* **PAGE EXCERPT**
============
Incorporating human factors in bowtie risk assessment: 3 simple methods for handling human error
A common saying starts with “To Err is Human…”
We as humans are not infallible: Any activity involving human action is vulnerable to human failure. These failures can include:
- errors in unit conversion, which led to the loss of the Mars climate orbiter
- serious violations, such as the sabotage of Maroochy Shire sewer system in 2001
It is, therefore, important that factors that impact human performance or lead to human failure (“human factors”) are accounted for whenever a risk management exercise is undertaken.
This post looks at three key methods of analysing human factors in bowtie risk assessment, namely:
- Human failures treated as escalation factors (failure modes) of hard risk controls
- Human failures treated as causes or threats leading to the top event
- Human failures framed as a separate loss-of-control event (human failure bowtie)
What are human factors?
The concept of human factors aims to move away from stereotyping and blaming culture to identifying the key “performance shaping factors” that impact how reliably humans perform tasks.
The UK Health & Safety Executive (HSE) defines human factors as:
“A combination of environmental, organisational and job factors that influence human and individual characteristics, which influence behaviour at work in a way which can affect human health.”
Image Source: HSG48 – Reducing error and influencing behaviour
Some examples of these performance shaping factors are:
|Job factors||Individual Factors||Organisational Factors|
|Task complexity||Fatigue||Staffing level|
|Instruction clarity||Operator competence||Peer pressure|
|Time pressure||Physical fitness or capability||Level and quality of supervision|
|System interface||Work load||Role clarity|
|Inappropriate tools||Motivation||Safety culture|
There are alternative breakdowns of these performance shaping factors but largely the groupings align. A good example of a more detailed breakdown is from Queensland Mining and Energy using a Human Factors Analysis and Classification Framework tailored for the Mining Industry.
============
* **EXCERPTED RECORDS**
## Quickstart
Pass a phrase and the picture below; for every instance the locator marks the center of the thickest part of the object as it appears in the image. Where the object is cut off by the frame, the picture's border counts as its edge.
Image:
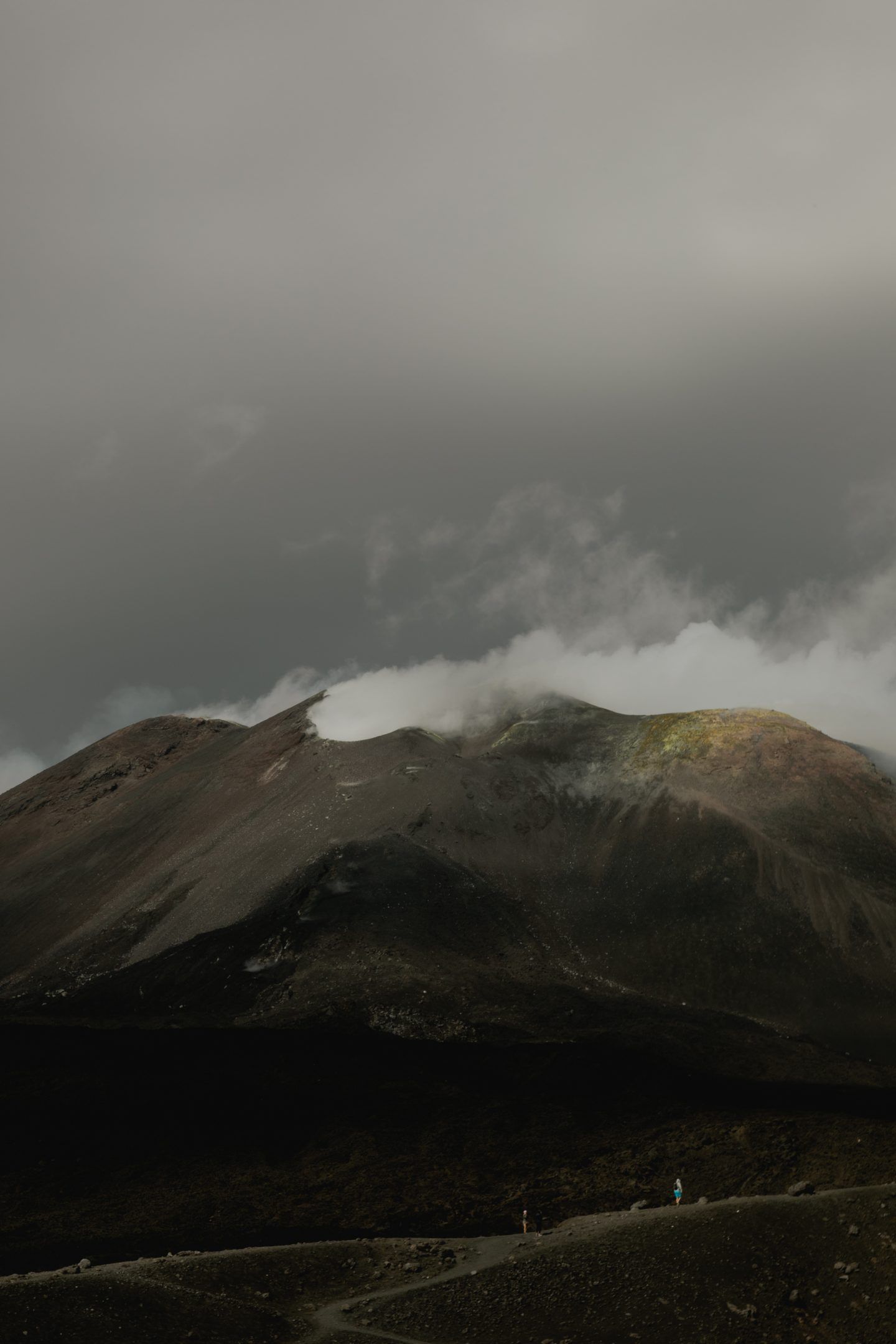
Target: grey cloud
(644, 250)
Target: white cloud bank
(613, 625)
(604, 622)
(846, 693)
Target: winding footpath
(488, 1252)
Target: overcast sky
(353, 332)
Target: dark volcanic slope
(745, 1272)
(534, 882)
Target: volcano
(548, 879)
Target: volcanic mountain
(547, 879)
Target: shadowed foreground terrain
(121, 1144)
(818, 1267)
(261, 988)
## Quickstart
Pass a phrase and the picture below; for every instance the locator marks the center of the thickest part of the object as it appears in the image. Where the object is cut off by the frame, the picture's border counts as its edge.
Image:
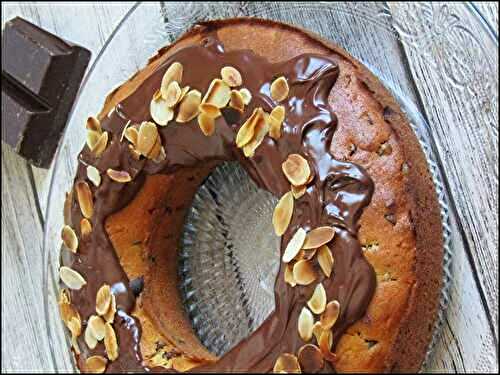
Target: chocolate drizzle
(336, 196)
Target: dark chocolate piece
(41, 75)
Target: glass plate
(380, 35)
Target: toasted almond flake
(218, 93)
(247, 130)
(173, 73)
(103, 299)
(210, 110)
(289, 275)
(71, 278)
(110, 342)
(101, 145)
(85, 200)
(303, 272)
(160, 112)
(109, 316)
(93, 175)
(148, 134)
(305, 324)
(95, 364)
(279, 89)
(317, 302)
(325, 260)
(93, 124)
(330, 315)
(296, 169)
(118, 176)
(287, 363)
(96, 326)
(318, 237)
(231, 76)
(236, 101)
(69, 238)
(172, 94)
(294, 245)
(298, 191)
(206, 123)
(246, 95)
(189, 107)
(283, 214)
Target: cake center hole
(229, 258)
============
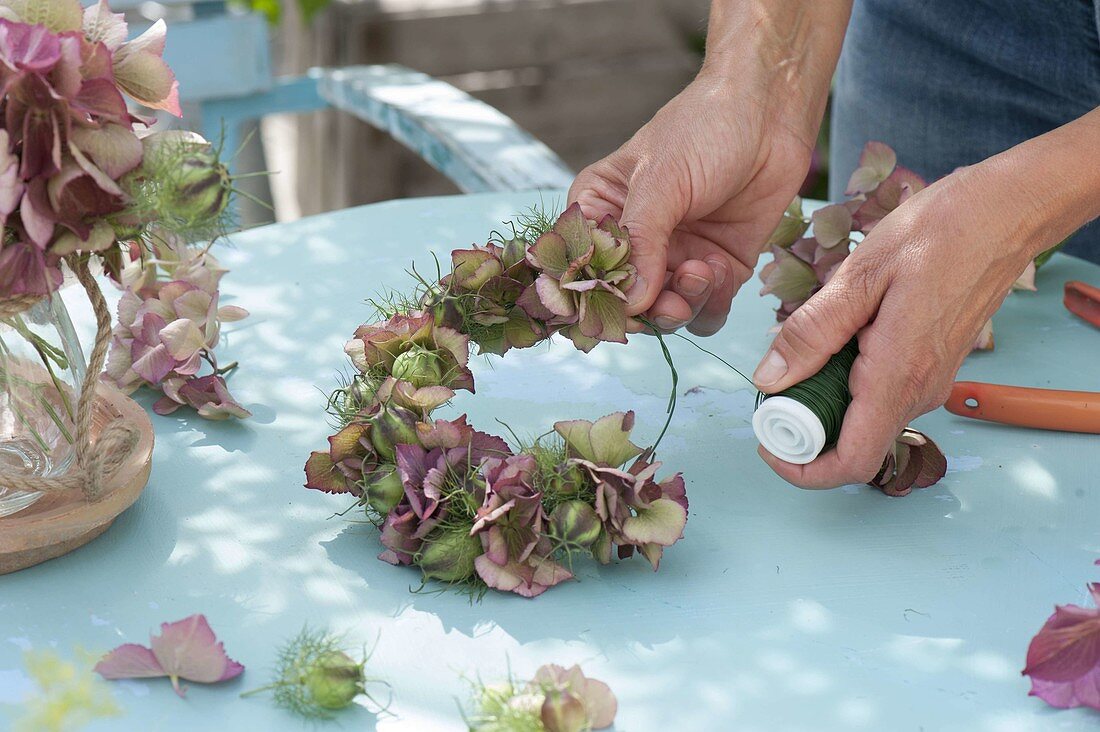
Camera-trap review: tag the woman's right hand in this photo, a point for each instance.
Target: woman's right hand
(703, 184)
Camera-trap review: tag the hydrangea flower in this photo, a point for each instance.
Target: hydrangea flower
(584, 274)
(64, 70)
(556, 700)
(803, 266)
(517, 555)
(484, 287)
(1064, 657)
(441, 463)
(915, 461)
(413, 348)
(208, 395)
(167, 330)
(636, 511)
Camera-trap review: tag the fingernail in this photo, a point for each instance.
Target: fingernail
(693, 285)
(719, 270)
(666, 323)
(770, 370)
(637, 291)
============
* **REQUEST A**
Answer these questions using the human factors article:
(i) What kind of error led to the loss of the Mars climate orbiter?
(ii) Which organization supplies the quoted definition of human factors?
(iii) In the table of performance shaping factors, which group includes "Time pressure"?
* **REQUEST B**
Carry on writing the human factors article from the point where it stops.
The items have nothing to do with this work.

* **RESPONSE A**
(i) An error in unit conversion.
(ii) The UK Health & Safety Executive (HSE).
(iii) Job factors.

* **RESPONSE B**
Ultimately, the purpose of discussing human factors in risk management is to determine what performance shaping factors could foreseeably result in a human failure – whether it is an error (unintended) or a violation (deliberate). Once these have been identified, the strategies to manage these factors (i.e. controls) can then be defined and implemented.
What’s the worst that can happen?
Human failures erode the effectiveness of existing barriers protecting under critical risks. Major accident statistics worldwide consistently indicate that human factors have played a significant role in contributing to the root cause of many reportable OHS incidents. Some of the tragic examples of accidents involving human factor root causes include:
Zeebrugge Ferry disaster (1987) – 193 passengers and crew dead
The ‘Herald of Free Enterprise’ was a roll-on/roll-off ferry that capsized within 30 minutes after leaving the port of Zeebrugge in Belgium on a clear calm spring day.
On the fateful day, the ferry departed port with its bow doors open. As the ferry gained more speed, the bow dipped lower eventually water entered the bow causing the ship to capsize in a couple of minutes. The water was just 3 degrees Celsius resulting in 193 passengers and crew drowning following cold immersion.
Investigations by the Department of Transport pointed to several human failures leading up to the incident, the key ones were:
- Failure to close bow doors
- The Assistant bosun responsible for closing the bow doors was asleep (Fatigue) following maintenance and cleaning duties prior to departure.
- The Bosun being the last individual working at the bow doors failed to close the bow doors after completing loading. He is recorded as stating: “It has never been part of my duties to close the doors or make sure anybody is there to close the doors.”
- Failure to check bow doors are closed prior to departing
- There was no indicator at the bridge to indicator if bow door position – doors are not visible from the bridge.
- Officer in charge of loading failed to ensure bow doors were closed. There was miscommunication/misunderstanding on who was the officer in charge of loading at the time. Consequently, no officer followed up on the missing assistant bosun.
Performance shaping factors identified were:
- Fatigue – crew was completing final trip of their 24-hour shift and hence were tired.
- ‘Not my job’ culture
- Poor standard procedures for operations
- Manning was reduced by one officer because the Dover-Zeebrugge journey was 3 times longer than Dover – Calais journey giving officers more time to rest. However, officer duties were not adjusted to account for this.
- Crew changed frequently and thus understanding of duties varied.
- Lack of enforcement of standard procedures / instructions from Captains – these were poorly written and loosely interpreted by officers and crew.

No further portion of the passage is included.